## [Document segment]
--------------------------------
Journals of Congress, Monday, August 26, 1776

First National Pension Act

On Monday, August 26, 1776, the continental congress resolved to provide half pay to officers and enlisted men who had been disabled to the extent that they could no longer serve in the army or navy, nor earn their livelihood. This pay was to continue for as long as the soldier, marine or seaman was disabled, or for life if no recovery was made. As such it was the first national pension act.

Whereas, in the course of the present war, some commissioned and non-commissioned officers of the army and navy, as also private soldiers, marines, and seamen, may lose a limb, or be otherwise so disabled as to prevent their serving in the army or navy, or getting their livelihood, and may stand in need of relief:

Resolved, That every commissioned officer, non-commissioned officer, and private soldier, who shall lose a limb in any engagement, or be so disabled in the service of the United States of America as to render him incapable afterwards of getting a livelihood, shall receive, during his life, or the continuance of such disability, the one half of his monthly pay from and after the time that his pay as an officer or soldier ceases; to be paid by the committee as hereinafter mentioned:

That every commander of any ship of war or armed vessel, commissioned officer, warrant officer, marine or seaman, belonging to the United States of America, who shall lose a limb in any engagement in which no prize shall be taken, or be therein otherwise so disabled as to be rendered incapable of getting a livelihood, shall receive, during his life, or the continuance of such disability, the one half of his monthly pay, from and after the time that his pay as an officer or marine or seaman ceases; to be paid as hereafter mentioned. But, in case a prize shall be taken at the time of such a loss of limb or other disability shall happen, then such sum as he may receive out of the net profits of such prize, before a dividend is made of the same, agreeable to former orders of Congress, shall be considered as part of his half pay, and computed accordingly:

That every commissioned officer, non-commissioned officer, and private soldier, in the army, and every commander, commissioned officer, warrant officer, marine, or seaman of any of the ships of war, or armed vessels belonging to the United States of America, who shall be wounded in any engagement, so as to be rendered incapable of serving in the army, or navy, though not totally disabled from getting a livelihood, shall receive such monthly sum towards his subsistence as shall be judged adequate by the assembly or other representative body of the state where he belongs or resides, upon application to them for that purpose, provided the same doth not exceed his half pay.

Provided, that no commission officer, officer, non-commissioned officer, and private soldier, in the army, commander, commission officer, warrant officer, marine or seaman of any of the ships of war, or armed vessels, belonging to the United States of America, who shall be wounded or disabled as aforesaid, shall be entitled to his half pay or other allowance, unless he produce to the committee or officer appointed to receive the same, in the state where he resides or belongs, or to the assembly or legislative body of such state, a certificate from the commanding officer, who was in the same engagement in which he was so wounded, or, in the case of his death, from some other officer of the same corps, and the surgeon that attended him, or a certificate from the commander of the ship of war or armed vessel engaged in the action, in which any officer, marine, or seaman, received his wound, and from the surgeon who attended him, of the name of the person so wounded, his office, rank, department, regiment, company, ship of war, or armed vessel, to which he belonged, his office or rank therein, the nature of his wound, and in what action or engagement he received it.
--------------------------------
## [Source material]
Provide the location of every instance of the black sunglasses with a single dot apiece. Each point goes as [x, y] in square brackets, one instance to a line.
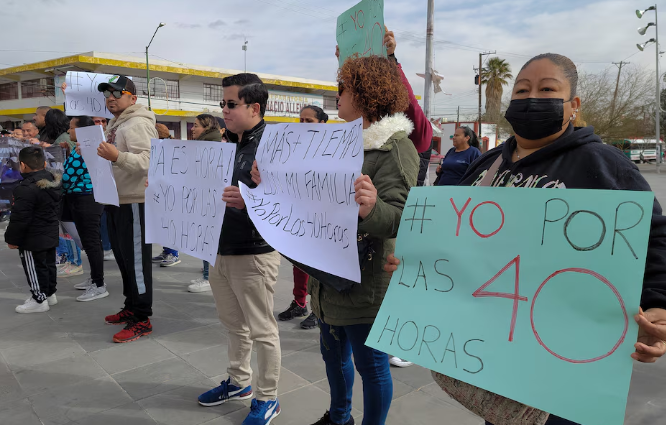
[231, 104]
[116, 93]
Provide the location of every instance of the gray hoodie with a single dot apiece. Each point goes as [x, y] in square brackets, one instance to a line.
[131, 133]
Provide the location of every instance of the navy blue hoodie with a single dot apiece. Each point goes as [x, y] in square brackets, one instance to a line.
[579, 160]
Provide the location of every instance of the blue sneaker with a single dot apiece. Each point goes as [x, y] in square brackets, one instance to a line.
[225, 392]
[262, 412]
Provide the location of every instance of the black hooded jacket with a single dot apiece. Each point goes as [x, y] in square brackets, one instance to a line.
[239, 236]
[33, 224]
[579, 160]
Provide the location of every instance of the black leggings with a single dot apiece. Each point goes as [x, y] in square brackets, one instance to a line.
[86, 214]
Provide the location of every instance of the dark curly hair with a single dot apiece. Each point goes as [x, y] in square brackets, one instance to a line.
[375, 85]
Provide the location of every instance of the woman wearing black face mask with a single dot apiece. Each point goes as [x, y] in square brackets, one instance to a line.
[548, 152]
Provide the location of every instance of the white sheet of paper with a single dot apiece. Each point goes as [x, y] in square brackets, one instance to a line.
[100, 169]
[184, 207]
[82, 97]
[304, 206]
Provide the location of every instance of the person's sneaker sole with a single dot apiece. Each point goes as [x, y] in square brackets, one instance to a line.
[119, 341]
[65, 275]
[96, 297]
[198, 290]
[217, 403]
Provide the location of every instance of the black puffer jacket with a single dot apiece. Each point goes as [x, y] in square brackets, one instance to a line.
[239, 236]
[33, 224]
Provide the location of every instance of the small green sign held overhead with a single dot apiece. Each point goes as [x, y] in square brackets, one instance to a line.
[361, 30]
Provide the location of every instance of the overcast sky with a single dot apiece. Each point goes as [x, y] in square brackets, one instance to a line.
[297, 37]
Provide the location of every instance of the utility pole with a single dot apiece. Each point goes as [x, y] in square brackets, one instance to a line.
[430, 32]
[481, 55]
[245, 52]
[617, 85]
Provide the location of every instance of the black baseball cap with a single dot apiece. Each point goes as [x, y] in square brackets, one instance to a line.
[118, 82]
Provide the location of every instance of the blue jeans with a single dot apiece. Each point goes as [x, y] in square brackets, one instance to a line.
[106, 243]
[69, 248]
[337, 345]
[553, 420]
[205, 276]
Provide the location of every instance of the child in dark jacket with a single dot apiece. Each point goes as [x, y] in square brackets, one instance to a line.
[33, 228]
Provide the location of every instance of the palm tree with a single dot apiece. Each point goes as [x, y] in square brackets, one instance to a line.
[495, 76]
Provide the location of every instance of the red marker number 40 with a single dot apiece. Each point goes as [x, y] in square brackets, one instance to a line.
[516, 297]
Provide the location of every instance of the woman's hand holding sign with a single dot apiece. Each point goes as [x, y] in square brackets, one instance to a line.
--------------------------------
## [How to complete this task]
Answer these questions from the 1776 pension resolution above.
(a) What share of his monthly pay does a soldier who loses a limb in an engagement receive?
(b) When a prize is taken at the time of a seaman's disability, what is counted as part of his half pay?
(c) Who decides the monthly sum for a man who cannot serve but is not totally disabled from getting a livelihood?

## [Answer box]
(a) One half of his monthly pay, for life or for as long as the disability continues.
(b) Whatever sum he may receive out of the net profits of that prize before a dividend is made of it.
(c) The assembly or other representative body of the state where he belongs or resides, up to his half pay.